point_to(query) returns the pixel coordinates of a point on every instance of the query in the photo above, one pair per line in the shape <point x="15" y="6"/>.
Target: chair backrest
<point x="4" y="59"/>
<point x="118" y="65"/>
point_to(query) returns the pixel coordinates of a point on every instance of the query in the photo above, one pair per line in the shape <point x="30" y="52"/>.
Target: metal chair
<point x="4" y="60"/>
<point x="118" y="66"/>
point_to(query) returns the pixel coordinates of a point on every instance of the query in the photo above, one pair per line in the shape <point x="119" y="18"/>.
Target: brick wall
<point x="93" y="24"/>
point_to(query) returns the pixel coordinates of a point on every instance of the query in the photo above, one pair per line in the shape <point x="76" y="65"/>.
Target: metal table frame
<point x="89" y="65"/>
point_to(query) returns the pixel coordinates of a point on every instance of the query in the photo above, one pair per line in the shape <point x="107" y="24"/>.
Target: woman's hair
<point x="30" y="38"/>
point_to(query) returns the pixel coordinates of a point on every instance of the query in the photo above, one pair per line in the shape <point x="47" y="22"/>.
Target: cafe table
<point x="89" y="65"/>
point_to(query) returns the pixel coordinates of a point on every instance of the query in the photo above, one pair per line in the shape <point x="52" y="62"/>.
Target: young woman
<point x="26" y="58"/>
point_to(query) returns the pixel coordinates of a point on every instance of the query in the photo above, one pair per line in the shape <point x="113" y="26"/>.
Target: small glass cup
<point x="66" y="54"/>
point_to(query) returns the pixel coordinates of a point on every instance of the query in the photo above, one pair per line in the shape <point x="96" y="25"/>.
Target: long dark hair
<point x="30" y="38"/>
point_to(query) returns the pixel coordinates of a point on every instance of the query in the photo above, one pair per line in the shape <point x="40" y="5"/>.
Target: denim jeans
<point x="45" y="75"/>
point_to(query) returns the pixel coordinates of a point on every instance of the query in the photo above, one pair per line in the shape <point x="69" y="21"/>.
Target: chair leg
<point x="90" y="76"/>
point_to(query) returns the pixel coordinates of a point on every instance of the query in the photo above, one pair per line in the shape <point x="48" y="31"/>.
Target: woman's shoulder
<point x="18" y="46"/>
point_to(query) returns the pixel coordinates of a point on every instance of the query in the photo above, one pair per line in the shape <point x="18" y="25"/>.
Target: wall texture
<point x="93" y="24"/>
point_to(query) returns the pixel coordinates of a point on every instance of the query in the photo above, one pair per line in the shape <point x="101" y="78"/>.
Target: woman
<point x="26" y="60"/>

----

What you have to do =
Nothing in the data above may be skipped; repeat it all exactly.

Answer area =
point_to(query) returns the pixel coordinates of a point on every instance of the query in the photo above, one pair per line in the shape <point x="15" y="6"/>.
Target: chair backrest
<point x="4" y="59"/>
<point x="118" y="65"/>
point_to(query) returns the pixel coordinates of a point on every instance of the query in the photo above, one pair per line in the shape <point x="30" y="52"/>.
Target: metal chair
<point x="4" y="60"/>
<point x="118" y="66"/>
point_to(query) returns the pixel coordinates of a point on every instance of the query in the photo above, one pair per line in the shape <point x="119" y="18"/>.
Target: brick wall
<point x="93" y="24"/>
point_to(query) returns the pixel coordinates of a point on every instance of the query in the photo above, one pair per line in the shape <point x="76" y="65"/>.
Target: metal table frame
<point x="89" y="65"/>
point_to(query) returns the pixel coordinates of a point on every instance of the query in the photo above, one pair per line in the shape <point x="107" y="24"/>.
Target: woman's hair
<point x="30" y="38"/>
point_to(query) returns the pixel coordinates of a point on every instance of the query in the photo above, one pair per line in the shape <point x="47" y="22"/>.
Target: cafe table
<point x="89" y="65"/>
point_to(query) returns the pixel coordinates of a point on every instance of the query in the photo above, one pair per line in the shape <point x="52" y="62"/>.
Target: young woman
<point x="26" y="58"/>
point_to(query) returns the pixel coordinates of a point on every instance of the query in the photo above, one pair per line in the shape <point x="113" y="26"/>.
Target: small glass cup
<point x="66" y="54"/>
point_to(query) returns the pixel coordinates of a point on every instance of the query in the photo above, one pair per line in the shape <point x="96" y="25"/>.
Target: long dark hair
<point x="30" y="38"/>
point_to(query) returns the pixel coordinates of a point on every instance of the query in the photo above, one pair per line in the shape <point x="40" y="5"/>.
Target: denim jeans
<point x="45" y="75"/>
point_to(query) returns the pixel coordinates of a point on every instance of the query in the photo above, one pair per line in the shape <point x="69" y="21"/>.
Target: chair leg
<point x="90" y="76"/>
point_to(query) returns the pixel coordinates of a point on every instance of the query in the photo above, one pair per line in the shape <point x="48" y="31"/>.
Target: woman's shoulder
<point x="18" y="46"/>
point_to(query) returns the pixel coordinates of a point on every instance of the query in the photo above, one pair per line in the shape <point x="18" y="25"/>.
Target: wall texture
<point x="93" y="24"/>
point_to(query) returns the pixel coordinates of a point on every instance of the query in the photo above, one pair per line in the shape <point x="101" y="78"/>.
Target: woman
<point x="26" y="60"/>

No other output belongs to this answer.